#### Exercise material ####

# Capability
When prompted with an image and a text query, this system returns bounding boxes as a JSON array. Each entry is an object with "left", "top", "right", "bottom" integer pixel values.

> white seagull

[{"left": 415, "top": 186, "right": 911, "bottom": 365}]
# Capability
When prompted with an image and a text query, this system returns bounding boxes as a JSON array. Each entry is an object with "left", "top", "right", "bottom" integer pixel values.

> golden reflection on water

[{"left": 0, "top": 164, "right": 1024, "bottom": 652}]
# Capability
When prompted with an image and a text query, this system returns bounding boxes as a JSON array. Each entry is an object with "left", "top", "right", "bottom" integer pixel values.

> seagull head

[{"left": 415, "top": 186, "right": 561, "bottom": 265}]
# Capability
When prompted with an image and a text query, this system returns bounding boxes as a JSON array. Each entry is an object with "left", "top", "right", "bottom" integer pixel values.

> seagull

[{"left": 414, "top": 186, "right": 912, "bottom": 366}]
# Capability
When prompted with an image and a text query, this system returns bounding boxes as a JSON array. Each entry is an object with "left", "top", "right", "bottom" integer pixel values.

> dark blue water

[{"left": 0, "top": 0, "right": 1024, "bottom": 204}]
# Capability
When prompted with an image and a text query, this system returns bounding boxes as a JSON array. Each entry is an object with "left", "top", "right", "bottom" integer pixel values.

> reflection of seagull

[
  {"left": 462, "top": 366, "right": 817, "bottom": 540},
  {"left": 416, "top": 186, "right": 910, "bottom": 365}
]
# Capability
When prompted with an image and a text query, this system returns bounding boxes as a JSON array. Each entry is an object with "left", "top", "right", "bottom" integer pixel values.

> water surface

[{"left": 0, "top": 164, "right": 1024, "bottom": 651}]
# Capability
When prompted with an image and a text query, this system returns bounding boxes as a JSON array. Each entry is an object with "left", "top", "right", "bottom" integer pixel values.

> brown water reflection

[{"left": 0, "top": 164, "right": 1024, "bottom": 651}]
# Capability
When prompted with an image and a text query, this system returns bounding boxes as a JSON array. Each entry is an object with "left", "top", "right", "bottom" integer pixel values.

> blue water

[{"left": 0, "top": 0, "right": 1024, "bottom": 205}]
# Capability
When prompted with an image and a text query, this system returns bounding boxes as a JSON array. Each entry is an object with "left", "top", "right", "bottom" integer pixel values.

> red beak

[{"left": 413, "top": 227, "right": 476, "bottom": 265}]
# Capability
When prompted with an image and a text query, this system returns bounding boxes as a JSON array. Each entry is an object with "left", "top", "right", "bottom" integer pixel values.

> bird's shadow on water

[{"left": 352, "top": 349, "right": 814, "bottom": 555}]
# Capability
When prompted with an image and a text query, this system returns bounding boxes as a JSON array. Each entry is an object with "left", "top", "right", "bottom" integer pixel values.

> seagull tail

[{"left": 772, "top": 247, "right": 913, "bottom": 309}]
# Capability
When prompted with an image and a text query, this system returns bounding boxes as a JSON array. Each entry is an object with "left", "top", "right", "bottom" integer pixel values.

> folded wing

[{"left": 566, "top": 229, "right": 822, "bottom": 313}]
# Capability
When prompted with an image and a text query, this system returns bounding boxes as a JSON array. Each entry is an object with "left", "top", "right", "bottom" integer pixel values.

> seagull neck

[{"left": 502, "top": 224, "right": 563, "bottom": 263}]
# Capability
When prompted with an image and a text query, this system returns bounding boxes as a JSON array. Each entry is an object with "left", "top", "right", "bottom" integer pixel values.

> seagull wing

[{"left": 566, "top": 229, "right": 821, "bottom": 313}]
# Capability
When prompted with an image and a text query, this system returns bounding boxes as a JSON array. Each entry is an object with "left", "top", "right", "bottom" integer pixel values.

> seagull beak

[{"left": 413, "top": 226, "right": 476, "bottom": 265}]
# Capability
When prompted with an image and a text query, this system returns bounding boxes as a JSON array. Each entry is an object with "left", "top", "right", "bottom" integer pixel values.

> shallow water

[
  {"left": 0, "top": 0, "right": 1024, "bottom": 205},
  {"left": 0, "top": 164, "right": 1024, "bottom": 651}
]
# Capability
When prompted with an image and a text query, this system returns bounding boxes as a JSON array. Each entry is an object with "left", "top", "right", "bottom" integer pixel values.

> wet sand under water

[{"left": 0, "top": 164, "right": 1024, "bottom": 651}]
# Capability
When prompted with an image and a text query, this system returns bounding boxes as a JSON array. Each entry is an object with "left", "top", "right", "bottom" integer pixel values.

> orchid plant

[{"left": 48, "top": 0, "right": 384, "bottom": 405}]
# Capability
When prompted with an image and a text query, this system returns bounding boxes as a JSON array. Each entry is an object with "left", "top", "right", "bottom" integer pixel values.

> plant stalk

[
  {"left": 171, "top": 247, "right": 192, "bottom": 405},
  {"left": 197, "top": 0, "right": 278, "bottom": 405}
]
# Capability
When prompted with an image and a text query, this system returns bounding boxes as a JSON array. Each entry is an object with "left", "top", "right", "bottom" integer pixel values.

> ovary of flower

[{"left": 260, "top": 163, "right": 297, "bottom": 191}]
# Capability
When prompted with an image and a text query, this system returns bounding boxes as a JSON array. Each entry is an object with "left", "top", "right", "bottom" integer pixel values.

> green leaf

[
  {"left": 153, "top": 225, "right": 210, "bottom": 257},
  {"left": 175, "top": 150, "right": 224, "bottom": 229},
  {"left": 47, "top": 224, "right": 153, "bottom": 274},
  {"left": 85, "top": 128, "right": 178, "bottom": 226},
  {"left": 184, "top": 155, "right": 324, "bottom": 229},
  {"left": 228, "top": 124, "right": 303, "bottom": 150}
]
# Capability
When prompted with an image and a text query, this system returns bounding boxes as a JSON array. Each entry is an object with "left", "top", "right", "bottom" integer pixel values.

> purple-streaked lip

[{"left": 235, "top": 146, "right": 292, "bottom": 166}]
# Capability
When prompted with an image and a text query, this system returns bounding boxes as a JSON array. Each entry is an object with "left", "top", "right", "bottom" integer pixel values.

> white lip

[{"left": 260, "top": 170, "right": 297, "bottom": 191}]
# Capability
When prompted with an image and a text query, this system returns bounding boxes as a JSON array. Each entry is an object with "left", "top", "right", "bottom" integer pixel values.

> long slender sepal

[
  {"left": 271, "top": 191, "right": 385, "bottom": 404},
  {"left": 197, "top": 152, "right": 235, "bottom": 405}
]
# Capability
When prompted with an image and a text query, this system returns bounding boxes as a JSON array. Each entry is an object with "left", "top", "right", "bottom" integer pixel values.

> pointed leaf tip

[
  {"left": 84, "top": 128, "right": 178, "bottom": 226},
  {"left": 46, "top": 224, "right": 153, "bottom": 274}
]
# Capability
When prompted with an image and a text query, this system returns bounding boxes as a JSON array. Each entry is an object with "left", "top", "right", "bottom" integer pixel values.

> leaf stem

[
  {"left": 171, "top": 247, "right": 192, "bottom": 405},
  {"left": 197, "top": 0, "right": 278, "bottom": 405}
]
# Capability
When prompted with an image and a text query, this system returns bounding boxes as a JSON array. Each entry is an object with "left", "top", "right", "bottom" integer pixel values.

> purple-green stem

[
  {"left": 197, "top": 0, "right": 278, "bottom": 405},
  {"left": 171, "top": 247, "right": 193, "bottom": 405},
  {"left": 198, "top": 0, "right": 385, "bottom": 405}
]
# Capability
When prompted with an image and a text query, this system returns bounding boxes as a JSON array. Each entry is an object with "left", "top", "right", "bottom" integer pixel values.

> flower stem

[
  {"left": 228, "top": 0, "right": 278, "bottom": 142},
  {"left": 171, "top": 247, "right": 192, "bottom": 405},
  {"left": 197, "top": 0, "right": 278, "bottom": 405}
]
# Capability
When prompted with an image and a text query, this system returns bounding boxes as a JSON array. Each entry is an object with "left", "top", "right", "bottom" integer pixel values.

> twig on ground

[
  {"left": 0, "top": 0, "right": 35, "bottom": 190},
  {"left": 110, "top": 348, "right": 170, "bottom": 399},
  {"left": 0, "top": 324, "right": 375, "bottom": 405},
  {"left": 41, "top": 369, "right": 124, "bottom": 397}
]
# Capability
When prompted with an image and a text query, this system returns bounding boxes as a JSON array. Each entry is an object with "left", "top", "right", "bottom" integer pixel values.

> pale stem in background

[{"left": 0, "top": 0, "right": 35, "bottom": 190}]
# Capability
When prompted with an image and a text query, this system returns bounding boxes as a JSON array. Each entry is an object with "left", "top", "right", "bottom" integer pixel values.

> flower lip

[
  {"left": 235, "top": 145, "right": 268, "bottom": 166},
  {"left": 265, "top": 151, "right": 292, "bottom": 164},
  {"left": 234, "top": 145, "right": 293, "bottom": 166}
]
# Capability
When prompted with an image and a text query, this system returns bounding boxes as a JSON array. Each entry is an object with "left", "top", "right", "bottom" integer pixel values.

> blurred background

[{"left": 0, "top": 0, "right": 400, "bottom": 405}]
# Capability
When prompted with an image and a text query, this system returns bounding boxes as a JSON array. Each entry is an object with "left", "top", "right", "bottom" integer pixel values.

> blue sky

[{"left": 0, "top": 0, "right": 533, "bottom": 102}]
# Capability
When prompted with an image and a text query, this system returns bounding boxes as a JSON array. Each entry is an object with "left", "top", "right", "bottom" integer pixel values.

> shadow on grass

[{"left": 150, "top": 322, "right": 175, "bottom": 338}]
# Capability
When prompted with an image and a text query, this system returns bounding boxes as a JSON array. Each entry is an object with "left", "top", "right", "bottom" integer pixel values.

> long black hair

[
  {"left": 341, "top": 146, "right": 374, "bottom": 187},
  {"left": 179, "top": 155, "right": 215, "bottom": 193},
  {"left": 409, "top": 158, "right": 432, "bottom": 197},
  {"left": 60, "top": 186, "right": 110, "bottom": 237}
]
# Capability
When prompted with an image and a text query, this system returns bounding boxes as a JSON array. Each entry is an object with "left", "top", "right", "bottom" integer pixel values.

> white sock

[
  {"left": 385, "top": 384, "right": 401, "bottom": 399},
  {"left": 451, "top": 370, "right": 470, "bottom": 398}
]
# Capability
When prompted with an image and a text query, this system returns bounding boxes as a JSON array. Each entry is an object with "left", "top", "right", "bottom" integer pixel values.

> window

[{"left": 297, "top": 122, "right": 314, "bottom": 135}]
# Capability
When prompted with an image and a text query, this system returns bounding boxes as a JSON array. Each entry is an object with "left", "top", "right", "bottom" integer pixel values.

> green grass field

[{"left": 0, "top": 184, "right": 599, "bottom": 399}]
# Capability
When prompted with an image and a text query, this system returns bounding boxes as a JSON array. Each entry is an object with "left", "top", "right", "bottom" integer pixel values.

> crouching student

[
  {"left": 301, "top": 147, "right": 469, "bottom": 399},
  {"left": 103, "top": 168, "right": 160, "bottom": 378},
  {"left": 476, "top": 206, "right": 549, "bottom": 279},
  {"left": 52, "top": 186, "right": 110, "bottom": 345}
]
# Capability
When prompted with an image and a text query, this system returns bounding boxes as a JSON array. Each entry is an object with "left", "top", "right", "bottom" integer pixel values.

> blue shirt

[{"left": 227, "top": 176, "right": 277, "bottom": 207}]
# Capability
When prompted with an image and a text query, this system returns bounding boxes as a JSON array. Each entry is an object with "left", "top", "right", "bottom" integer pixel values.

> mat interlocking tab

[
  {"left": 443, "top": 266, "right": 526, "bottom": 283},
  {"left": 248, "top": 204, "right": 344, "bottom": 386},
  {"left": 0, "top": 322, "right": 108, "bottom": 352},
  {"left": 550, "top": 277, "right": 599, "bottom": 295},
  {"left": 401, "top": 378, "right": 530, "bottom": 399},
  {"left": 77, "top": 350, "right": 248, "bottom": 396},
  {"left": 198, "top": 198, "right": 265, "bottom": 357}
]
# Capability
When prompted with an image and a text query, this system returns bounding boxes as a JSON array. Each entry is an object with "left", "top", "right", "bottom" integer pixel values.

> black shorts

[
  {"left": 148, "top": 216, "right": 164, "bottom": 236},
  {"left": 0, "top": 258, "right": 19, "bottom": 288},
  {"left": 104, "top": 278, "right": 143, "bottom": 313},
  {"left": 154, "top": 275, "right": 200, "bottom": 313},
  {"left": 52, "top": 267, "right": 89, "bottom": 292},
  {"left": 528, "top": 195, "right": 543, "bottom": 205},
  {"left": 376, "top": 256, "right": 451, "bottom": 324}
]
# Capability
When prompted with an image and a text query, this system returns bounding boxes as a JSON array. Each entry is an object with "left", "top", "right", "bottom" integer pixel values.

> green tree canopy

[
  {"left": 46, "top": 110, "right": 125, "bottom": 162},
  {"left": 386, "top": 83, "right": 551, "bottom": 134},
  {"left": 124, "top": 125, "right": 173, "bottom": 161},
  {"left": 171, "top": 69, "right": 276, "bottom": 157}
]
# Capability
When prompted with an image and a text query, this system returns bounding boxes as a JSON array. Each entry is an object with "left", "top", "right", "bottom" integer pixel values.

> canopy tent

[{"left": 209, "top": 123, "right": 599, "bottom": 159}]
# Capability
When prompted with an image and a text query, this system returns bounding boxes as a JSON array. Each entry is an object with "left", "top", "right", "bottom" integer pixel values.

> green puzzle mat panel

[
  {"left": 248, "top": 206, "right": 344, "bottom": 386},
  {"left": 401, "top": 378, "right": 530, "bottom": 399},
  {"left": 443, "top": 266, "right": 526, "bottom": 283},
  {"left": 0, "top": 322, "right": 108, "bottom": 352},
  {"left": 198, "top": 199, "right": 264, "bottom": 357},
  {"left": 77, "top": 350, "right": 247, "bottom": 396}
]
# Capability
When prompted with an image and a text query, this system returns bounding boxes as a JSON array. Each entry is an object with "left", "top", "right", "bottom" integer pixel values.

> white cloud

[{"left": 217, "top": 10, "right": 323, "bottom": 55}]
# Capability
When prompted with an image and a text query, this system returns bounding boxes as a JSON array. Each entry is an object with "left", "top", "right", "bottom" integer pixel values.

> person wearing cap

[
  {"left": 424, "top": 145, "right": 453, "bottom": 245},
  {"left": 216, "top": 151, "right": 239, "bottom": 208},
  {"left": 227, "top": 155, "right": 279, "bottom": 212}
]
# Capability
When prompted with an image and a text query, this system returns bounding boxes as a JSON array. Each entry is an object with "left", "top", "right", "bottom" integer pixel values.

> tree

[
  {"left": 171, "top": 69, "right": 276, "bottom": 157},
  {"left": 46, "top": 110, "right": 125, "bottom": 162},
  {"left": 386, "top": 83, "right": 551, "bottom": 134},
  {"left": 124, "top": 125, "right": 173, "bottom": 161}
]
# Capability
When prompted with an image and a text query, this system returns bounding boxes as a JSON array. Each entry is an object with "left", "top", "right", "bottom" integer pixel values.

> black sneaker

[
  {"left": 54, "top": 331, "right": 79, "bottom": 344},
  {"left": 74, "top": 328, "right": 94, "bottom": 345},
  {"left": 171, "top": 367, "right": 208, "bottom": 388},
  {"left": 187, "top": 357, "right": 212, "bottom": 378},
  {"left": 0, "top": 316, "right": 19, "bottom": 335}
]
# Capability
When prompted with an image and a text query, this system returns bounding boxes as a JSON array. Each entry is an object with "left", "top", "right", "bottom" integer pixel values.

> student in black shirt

####

Please find each line in the items above that contains the word "purple" and copy those lines.

Solution to this problem ->
> purple-streaked lip
> purple-green stem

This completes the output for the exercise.